## Requirement
Duplicate the listing below verbatim, starting at its beginning and going on through the line with "point(82, 24)", and include both ends. Omit the pictures.
··· Source material
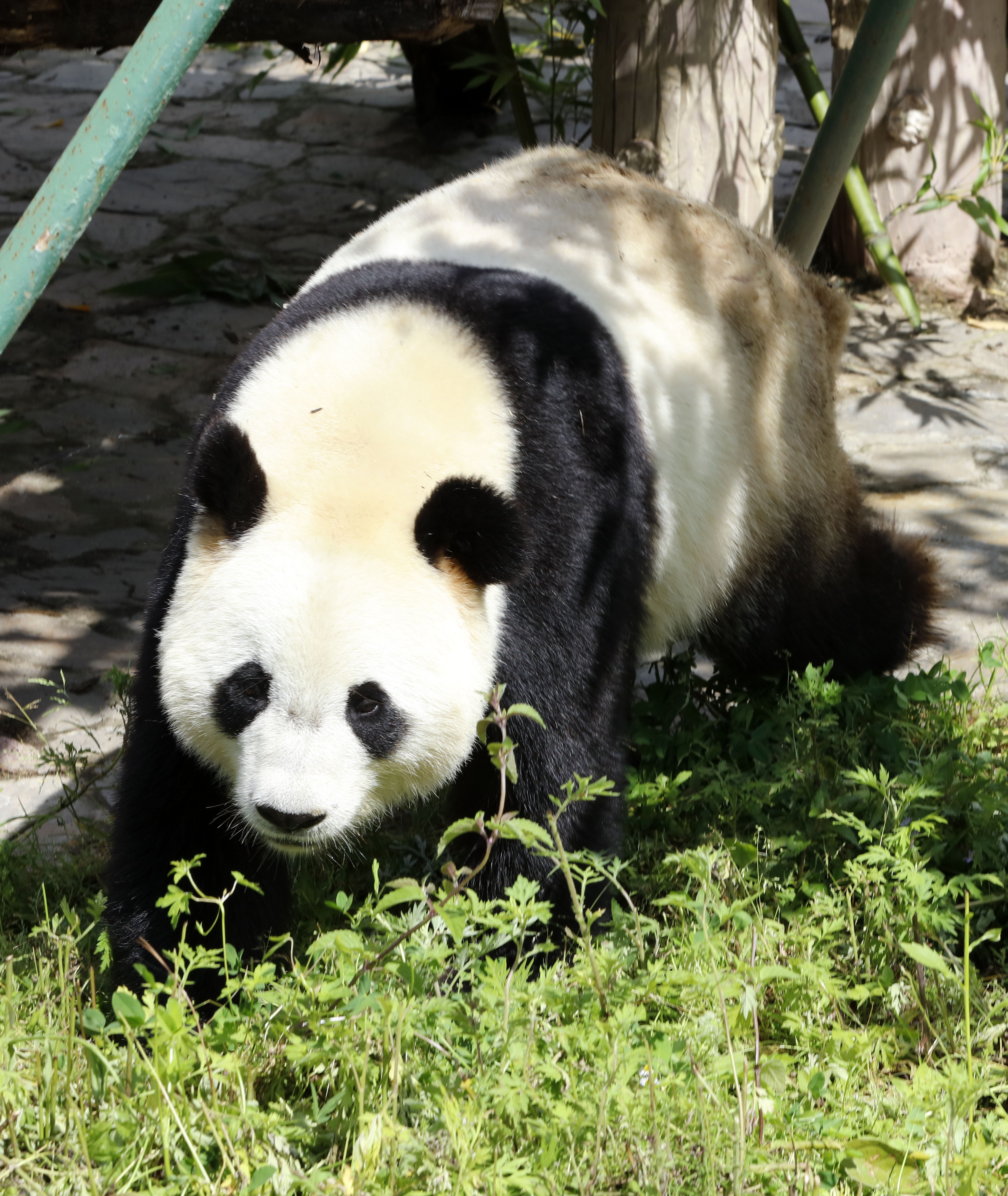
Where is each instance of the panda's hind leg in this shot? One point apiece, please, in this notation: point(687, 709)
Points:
point(867, 602)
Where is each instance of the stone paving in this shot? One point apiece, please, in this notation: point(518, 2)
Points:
point(100, 392)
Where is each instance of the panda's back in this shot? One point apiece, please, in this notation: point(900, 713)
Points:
point(730, 350)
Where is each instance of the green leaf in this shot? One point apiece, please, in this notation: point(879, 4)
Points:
point(992, 213)
point(528, 833)
point(522, 710)
point(972, 210)
point(460, 827)
point(401, 896)
point(94, 1021)
point(922, 955)
point(261, 1176)
point(987, 937)
point(743, 854)
point(347, 943)
point(933, 205)
point(874, 1163)
point(455, 916)
point(128, 1010)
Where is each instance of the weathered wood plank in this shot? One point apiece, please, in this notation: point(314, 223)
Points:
point(685, 89)
point(82, 24)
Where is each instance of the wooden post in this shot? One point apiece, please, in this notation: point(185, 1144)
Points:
point(685, 89)
point(952, 50)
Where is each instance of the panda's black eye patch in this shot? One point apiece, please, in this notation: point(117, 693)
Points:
point(226, 478)
point(375, 719)
point(468, 522)
point(240, 698)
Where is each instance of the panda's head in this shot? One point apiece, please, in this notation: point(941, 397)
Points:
point(337, 616)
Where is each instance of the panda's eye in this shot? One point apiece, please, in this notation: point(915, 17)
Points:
point(241, 698)
point(362, 704)
point(375, 719)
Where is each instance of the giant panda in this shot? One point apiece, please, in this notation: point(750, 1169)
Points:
point(529, 427)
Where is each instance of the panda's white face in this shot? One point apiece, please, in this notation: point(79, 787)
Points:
point(314, 654)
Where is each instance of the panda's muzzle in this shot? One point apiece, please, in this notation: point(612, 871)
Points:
point(289, 822)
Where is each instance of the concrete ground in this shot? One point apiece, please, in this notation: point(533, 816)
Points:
point(99, 393)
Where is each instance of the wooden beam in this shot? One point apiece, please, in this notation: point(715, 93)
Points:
point(85, 24)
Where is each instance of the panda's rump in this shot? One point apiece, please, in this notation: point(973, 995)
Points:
point(729, 349)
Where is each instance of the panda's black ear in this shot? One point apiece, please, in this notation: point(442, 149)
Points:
point(474, 525)
point(226, 476)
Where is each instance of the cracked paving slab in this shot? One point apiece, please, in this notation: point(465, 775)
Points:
point(102, 392)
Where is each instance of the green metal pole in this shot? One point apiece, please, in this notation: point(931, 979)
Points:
point(874, 233)
point(102, 146)
point(844, 124)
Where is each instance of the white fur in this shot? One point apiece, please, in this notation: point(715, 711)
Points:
point(643, 259)
point(328, 590)
point(730, 357)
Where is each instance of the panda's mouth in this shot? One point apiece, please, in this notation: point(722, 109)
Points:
point(289, 830)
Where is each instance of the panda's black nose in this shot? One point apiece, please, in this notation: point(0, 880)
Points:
point(286, 821)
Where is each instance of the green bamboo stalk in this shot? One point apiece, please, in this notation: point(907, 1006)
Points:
point(515, 88)
point(844, 126)
point(799, 59)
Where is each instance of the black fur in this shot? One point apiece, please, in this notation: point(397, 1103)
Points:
point(577, 554)
point(241, 698)
point(469, 522)
point(226, 476)
point(376, 719)
point(867, 608)
point(286, 821)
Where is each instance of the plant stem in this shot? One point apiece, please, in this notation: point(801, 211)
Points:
point(967, 992)
point(515, 88)
point(579, 912)
point(873, 230)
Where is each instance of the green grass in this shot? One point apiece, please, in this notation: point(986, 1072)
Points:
point(799, 870)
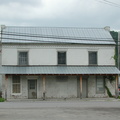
······
## Exercise response
Where is each instance of the panda's hind leg in this shot? One point apiece, please, in this notation: point(687, 709)
Points:
point(867, 602)
Where is each instance of the stone paving in this shot? One point apiece, please, in this notation: point(518, 2)
Points:
point(100, 392)
Where is each instance of the panda's back in this shot? One point apiece, please, in this notation: point(900, 713)
Points:
point(730, 350)
Where is each instance of the green leaf in this shot? One point apiece, please, in this notation: point(879, 4)
Points:
point(992, 213)
point(528, 833)
point(522, 710)
point(972, 210)
point(460, 827)
point(401, 896)
point(94, 1021)
point(922, 955)
point(261, 1176)
point(987, 937)
point(743, 854)
point(347, 943)
point(933, 205)
point(874, 1163)
point(455, 916)
point(128, 1010)
Where is each instance of the weathered wood plank in this shot? One point apiece, please, in this notation: point(314, 223)
Points:
point(685, 89)
point(82, 24)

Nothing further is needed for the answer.